Goal >> Rewrite the material from the line with "For the floating" up to and including the line with "(1038, 253)" as a Markdown table with the columns Row and Line. Number each row and leave out blank lines.

Records for this exercise >>
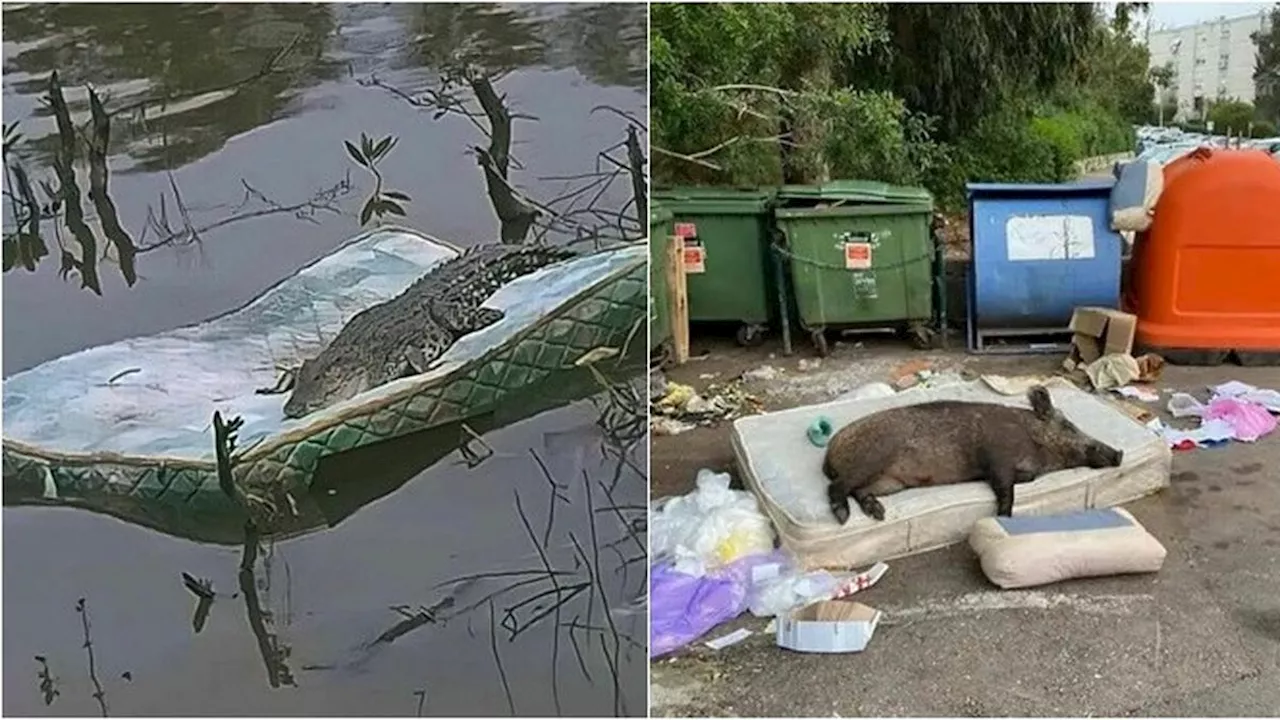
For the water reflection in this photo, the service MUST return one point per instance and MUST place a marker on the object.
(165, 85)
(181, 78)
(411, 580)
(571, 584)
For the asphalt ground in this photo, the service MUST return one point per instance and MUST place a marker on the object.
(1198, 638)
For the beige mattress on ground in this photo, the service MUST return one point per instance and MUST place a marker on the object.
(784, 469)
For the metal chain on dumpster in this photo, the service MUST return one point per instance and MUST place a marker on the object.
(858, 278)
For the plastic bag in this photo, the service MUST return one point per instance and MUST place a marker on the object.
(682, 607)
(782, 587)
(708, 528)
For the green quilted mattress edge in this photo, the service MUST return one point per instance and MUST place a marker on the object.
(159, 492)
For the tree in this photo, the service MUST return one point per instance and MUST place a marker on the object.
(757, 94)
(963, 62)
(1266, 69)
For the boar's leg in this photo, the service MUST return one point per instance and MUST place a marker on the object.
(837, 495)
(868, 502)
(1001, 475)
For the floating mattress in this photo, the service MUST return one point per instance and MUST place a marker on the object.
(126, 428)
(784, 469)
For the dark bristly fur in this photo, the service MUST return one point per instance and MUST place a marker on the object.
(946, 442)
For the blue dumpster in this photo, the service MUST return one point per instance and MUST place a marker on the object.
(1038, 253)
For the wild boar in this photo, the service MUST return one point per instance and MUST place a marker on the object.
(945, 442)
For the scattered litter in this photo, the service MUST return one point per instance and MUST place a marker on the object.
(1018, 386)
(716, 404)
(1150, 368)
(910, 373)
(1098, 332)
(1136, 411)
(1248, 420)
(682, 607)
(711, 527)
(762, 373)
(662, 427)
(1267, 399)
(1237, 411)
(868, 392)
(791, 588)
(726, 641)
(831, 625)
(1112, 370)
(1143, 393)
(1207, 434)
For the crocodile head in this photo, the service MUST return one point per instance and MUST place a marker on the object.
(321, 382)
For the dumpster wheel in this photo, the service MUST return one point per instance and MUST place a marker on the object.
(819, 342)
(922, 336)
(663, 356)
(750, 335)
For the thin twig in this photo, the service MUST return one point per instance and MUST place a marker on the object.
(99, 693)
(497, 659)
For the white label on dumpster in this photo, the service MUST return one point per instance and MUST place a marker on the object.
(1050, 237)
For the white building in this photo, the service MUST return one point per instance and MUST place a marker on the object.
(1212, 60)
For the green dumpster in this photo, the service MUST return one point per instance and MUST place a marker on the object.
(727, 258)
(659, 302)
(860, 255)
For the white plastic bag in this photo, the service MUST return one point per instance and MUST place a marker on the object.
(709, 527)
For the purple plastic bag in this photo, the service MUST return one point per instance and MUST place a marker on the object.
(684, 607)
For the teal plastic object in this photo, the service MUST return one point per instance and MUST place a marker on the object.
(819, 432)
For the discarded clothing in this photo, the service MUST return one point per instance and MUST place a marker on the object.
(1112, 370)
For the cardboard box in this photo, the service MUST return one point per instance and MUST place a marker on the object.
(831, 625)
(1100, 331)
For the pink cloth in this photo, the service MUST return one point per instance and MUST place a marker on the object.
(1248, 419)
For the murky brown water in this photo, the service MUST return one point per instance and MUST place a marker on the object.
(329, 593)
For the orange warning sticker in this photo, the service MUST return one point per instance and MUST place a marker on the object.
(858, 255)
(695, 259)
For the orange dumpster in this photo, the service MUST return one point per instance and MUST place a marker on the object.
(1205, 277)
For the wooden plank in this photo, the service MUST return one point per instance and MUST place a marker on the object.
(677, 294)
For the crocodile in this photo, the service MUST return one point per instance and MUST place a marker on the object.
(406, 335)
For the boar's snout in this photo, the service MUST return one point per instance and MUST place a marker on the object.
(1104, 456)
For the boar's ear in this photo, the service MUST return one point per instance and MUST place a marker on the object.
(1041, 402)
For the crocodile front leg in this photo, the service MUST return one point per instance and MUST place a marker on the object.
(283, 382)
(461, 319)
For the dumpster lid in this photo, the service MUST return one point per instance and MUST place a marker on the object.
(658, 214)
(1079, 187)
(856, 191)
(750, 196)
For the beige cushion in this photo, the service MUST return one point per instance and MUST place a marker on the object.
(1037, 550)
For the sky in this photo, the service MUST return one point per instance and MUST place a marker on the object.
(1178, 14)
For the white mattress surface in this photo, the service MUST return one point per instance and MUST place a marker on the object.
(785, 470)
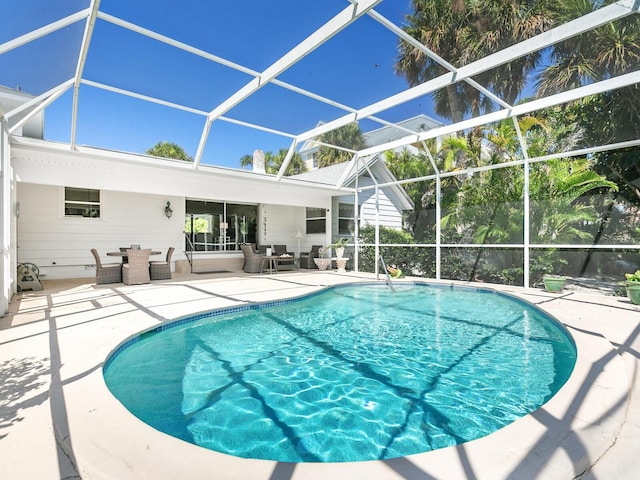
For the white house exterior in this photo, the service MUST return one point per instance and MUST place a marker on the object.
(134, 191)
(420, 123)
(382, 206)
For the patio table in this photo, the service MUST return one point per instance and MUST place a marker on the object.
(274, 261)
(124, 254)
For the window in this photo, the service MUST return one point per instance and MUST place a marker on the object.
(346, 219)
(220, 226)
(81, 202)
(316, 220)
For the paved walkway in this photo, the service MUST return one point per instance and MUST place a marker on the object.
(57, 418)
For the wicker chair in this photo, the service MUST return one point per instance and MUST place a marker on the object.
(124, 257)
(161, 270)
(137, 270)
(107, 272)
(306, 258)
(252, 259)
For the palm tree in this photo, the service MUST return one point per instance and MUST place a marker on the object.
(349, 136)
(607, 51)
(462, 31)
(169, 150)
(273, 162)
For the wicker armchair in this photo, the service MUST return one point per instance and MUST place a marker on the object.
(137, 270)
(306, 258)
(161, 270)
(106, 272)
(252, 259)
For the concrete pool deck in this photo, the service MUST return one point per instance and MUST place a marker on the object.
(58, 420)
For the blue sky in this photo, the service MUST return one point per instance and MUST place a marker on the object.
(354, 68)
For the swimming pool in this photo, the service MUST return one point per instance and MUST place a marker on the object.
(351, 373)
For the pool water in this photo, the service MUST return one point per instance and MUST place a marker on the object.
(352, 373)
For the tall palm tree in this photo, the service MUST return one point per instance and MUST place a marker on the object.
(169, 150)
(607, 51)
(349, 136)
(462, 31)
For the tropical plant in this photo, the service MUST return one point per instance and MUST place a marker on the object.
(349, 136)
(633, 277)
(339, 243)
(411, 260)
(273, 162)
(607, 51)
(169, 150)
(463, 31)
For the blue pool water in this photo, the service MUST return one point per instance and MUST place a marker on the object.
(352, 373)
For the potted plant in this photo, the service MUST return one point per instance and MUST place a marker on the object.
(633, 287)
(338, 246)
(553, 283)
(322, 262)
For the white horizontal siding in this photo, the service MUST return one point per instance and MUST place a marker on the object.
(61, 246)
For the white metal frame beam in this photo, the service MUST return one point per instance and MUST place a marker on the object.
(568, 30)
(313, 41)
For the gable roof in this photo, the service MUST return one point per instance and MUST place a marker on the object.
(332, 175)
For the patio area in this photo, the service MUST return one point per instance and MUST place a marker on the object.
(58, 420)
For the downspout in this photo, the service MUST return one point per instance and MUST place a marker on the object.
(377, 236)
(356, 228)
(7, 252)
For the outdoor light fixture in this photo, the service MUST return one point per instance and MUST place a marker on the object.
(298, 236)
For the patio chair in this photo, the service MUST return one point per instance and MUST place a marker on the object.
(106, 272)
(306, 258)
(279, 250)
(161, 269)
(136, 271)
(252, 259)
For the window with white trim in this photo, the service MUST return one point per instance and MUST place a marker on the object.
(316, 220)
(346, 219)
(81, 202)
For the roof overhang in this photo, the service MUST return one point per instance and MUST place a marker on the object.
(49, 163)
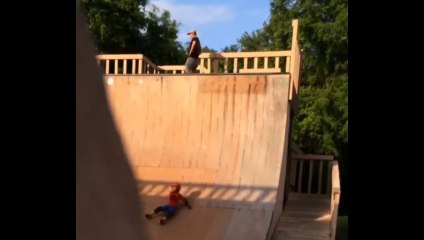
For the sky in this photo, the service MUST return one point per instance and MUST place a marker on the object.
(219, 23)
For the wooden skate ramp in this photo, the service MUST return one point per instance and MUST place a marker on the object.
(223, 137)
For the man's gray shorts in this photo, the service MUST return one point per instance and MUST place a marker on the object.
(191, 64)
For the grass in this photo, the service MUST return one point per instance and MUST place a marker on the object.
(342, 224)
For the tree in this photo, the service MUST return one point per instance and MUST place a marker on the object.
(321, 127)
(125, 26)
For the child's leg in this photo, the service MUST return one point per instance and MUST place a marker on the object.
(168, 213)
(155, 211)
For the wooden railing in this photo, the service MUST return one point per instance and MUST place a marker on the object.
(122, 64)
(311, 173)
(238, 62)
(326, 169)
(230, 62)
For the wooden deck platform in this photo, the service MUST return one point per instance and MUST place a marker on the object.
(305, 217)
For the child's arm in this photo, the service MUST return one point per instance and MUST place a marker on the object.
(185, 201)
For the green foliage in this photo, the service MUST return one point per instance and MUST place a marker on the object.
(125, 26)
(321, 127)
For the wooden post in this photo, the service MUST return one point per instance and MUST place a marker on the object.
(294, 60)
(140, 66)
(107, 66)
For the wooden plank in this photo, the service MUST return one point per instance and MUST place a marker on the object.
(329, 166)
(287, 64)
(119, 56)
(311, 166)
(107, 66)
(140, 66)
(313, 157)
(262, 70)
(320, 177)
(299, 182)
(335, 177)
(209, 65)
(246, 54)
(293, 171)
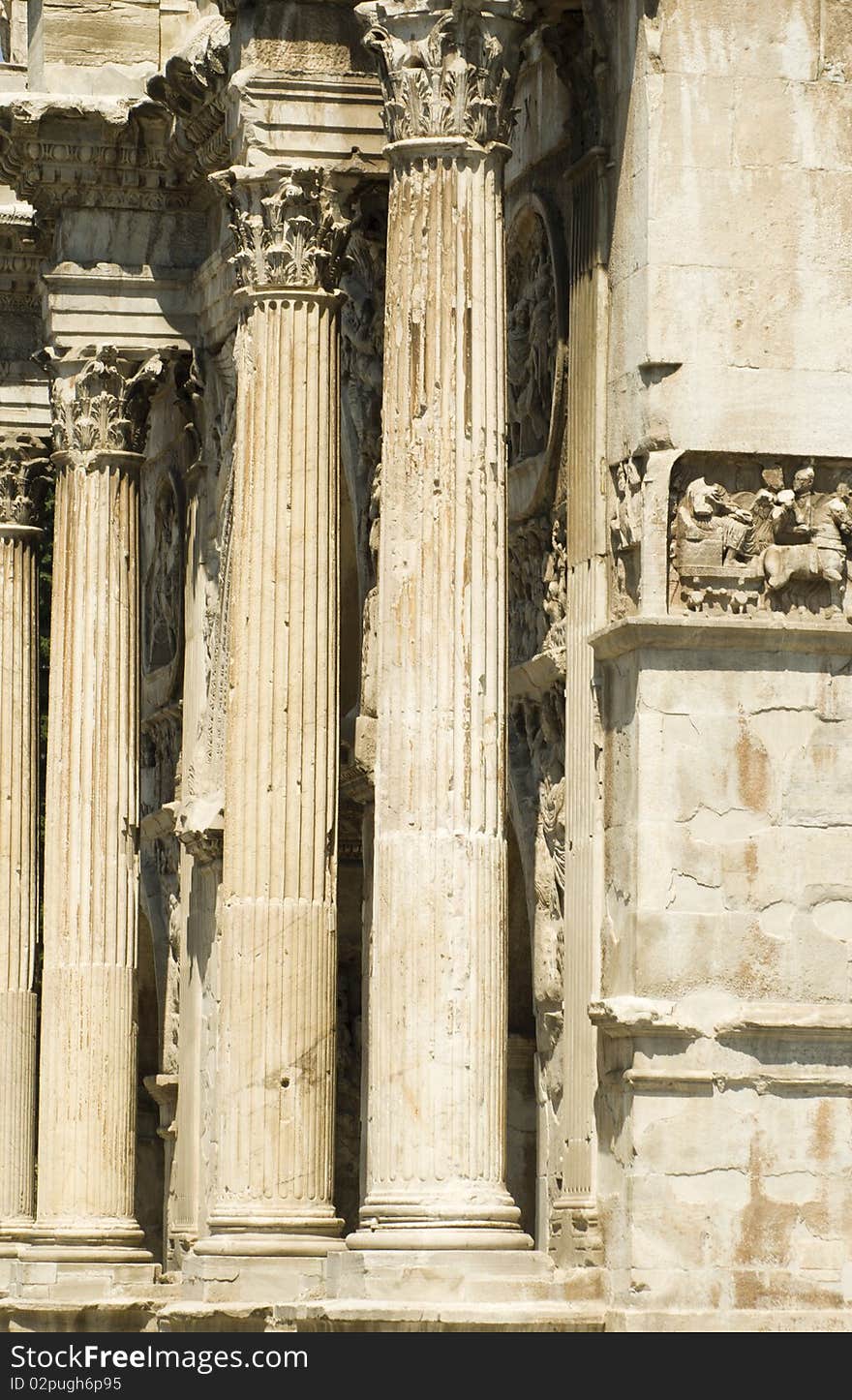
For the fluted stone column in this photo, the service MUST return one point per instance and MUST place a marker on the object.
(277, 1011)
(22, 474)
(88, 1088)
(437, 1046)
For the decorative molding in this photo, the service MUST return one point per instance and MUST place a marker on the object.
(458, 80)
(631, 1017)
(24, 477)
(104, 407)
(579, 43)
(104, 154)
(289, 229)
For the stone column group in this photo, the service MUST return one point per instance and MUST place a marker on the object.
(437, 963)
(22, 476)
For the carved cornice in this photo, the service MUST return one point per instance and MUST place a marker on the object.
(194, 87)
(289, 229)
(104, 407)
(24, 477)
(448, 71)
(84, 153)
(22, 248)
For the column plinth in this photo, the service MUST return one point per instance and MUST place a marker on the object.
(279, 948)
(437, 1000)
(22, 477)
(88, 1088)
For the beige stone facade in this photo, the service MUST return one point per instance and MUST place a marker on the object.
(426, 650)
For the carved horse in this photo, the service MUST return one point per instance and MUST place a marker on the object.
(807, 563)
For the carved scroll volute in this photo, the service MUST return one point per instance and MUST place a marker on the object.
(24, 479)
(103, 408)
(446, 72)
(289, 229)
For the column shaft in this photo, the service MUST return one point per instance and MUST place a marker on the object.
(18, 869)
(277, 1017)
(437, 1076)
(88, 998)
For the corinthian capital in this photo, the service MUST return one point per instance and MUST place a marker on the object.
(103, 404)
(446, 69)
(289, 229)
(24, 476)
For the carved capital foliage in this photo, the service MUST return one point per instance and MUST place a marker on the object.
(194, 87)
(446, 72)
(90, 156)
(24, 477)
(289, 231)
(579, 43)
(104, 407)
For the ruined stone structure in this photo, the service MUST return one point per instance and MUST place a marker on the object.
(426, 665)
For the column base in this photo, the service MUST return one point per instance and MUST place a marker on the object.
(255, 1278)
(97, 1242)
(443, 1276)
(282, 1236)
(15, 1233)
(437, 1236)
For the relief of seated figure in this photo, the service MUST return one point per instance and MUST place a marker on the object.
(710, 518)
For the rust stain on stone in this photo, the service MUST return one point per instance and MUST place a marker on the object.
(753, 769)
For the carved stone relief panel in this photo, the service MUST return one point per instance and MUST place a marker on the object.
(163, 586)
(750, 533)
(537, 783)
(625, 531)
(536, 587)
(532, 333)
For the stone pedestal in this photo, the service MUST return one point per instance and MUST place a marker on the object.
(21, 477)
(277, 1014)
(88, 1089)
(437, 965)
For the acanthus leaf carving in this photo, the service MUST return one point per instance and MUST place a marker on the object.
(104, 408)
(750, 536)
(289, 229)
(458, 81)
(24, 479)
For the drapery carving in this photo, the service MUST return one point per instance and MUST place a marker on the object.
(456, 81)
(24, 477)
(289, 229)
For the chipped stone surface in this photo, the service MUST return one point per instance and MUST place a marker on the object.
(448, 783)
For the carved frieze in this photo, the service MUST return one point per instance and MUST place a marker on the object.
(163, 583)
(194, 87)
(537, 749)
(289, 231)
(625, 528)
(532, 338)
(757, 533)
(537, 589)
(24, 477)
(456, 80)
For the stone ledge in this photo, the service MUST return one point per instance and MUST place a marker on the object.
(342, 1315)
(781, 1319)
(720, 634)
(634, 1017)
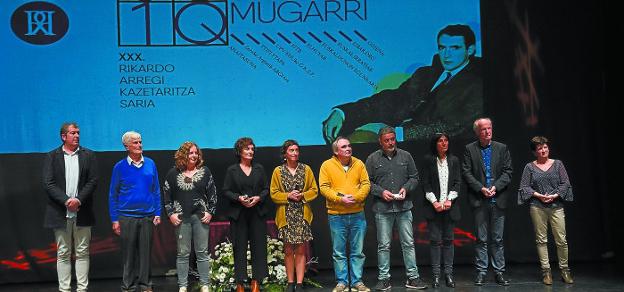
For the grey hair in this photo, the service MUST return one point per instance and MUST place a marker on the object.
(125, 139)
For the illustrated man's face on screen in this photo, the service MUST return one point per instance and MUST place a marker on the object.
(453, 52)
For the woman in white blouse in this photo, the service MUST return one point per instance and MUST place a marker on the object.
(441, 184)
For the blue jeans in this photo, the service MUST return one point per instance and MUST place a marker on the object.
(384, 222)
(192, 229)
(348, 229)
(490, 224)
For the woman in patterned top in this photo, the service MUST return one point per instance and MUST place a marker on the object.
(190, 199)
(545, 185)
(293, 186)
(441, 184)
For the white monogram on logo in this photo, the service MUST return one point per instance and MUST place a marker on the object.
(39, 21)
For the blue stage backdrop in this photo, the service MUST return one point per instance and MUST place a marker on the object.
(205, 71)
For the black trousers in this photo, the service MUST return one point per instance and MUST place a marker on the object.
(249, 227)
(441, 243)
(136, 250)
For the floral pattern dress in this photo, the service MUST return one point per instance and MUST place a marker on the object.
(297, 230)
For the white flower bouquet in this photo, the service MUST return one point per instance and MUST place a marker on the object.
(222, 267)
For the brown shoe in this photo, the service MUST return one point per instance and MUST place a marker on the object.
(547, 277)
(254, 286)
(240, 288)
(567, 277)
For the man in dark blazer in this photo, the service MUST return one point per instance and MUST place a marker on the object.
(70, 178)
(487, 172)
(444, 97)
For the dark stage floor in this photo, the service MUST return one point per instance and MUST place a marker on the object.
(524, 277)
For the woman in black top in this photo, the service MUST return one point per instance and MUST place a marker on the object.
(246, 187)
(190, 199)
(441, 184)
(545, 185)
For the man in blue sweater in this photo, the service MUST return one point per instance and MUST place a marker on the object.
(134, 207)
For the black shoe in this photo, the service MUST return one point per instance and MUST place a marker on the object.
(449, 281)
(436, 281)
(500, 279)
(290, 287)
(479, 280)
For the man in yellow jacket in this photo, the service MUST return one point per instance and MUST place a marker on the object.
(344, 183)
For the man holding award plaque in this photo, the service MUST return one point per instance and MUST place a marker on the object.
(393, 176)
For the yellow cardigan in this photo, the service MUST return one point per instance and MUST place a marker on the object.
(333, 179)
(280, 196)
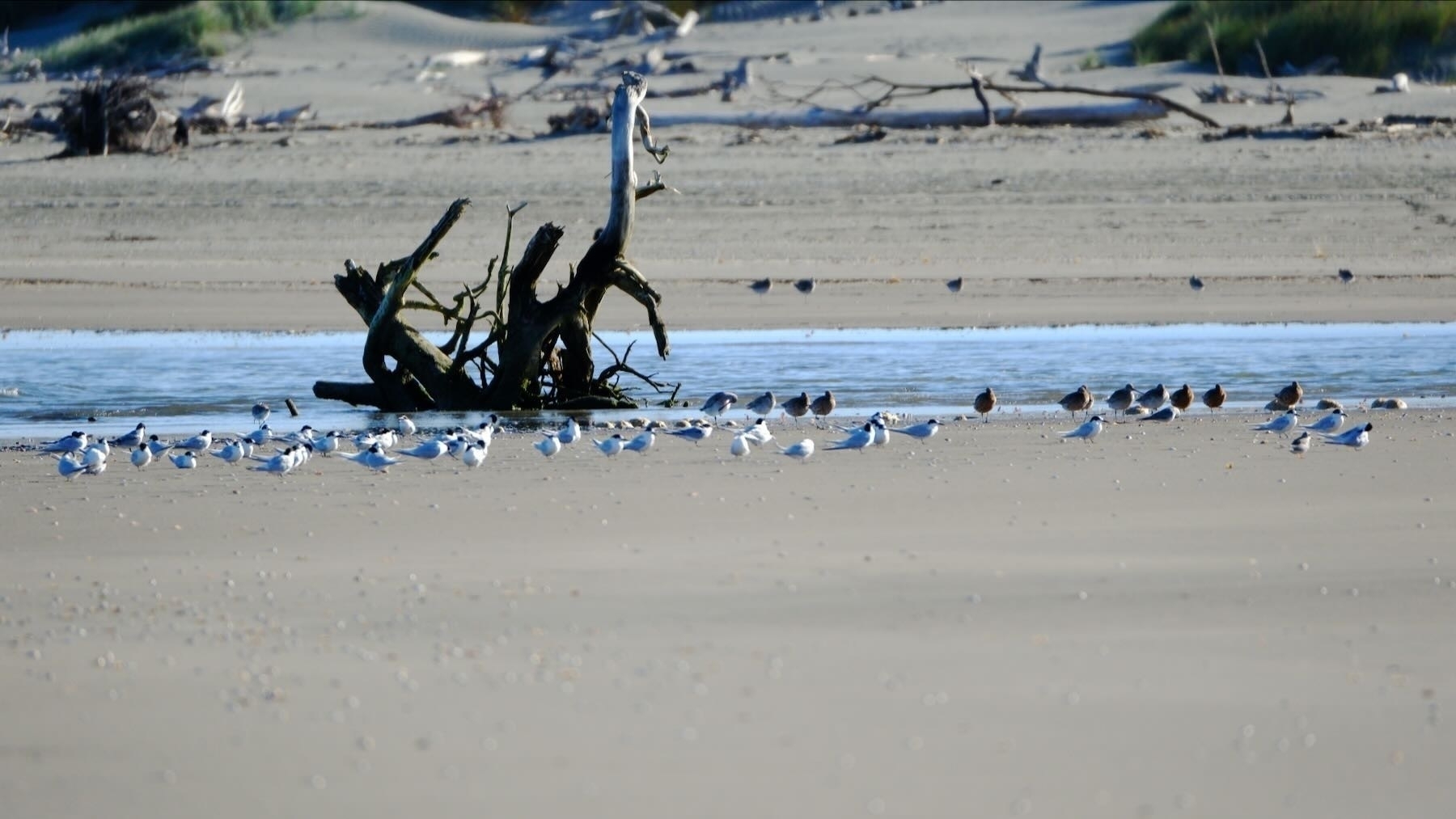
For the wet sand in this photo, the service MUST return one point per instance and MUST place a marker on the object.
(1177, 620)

Result >>
| Row | Line |
|---|---|
| 1 | For the floating mattress in this photo, the service MUST return one point per instance and MUST place a marker on the object. |
| 2 | (126, 428) |
| 3 | (784, 469) |
| 4 | For the dark bristly fur in this photo, the service MUST return one point per instance and MUST place a marker on the object. |
| 5 | (946, 442) |
| 6 | For the blue dumpster in this photo, the service MUST return one point per instance and MUST place a marker on the object. |
| 7 | (1038, 253) |